Assigned task -
The string "roof" appears in some lines of the data. Report how many, with no other words.

Input material -
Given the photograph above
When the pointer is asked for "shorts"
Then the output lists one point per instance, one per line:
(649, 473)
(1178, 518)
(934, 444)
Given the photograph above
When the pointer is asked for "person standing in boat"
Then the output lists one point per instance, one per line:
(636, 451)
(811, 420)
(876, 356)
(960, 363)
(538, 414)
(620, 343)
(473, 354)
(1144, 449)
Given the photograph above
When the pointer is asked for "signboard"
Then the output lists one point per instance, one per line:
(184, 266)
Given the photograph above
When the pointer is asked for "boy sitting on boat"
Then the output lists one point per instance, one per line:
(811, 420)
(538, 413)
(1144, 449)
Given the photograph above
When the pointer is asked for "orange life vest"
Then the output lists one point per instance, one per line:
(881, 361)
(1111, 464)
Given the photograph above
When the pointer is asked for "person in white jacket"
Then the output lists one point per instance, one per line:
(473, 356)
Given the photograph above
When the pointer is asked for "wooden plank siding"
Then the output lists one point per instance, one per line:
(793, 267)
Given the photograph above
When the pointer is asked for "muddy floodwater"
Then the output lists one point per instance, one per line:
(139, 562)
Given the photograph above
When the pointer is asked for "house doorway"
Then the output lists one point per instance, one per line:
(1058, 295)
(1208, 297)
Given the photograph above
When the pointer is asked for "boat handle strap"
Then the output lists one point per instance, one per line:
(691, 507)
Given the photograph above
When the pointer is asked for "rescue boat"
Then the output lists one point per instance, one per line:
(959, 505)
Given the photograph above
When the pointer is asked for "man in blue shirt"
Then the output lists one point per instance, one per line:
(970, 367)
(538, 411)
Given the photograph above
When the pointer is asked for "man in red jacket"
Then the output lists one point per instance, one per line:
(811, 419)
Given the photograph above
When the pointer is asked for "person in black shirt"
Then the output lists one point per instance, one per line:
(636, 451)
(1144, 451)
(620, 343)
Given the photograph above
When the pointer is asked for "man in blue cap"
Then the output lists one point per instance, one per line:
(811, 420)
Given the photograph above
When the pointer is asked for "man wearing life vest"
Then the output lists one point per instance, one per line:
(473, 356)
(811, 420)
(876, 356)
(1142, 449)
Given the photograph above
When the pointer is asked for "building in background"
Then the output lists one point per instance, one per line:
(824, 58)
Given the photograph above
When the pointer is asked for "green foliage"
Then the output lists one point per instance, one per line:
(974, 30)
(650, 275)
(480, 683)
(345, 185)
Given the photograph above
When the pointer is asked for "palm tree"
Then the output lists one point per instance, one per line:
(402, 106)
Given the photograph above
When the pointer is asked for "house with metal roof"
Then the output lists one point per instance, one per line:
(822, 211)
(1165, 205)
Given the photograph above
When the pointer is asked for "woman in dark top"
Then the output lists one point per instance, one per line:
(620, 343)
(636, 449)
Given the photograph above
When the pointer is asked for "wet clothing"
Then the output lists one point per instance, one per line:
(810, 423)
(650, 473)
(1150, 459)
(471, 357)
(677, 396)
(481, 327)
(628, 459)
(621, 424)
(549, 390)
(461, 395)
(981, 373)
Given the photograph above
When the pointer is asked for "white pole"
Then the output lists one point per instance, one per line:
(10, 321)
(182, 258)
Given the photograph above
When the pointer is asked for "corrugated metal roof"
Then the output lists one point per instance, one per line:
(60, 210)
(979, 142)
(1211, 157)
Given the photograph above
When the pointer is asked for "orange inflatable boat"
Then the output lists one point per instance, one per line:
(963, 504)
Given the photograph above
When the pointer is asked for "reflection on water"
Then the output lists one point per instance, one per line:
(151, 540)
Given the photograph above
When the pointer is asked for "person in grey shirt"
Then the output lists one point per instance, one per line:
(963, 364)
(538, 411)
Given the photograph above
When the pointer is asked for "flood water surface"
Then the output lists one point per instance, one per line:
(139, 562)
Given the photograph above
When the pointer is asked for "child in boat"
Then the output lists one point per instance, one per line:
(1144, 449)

Response below -
2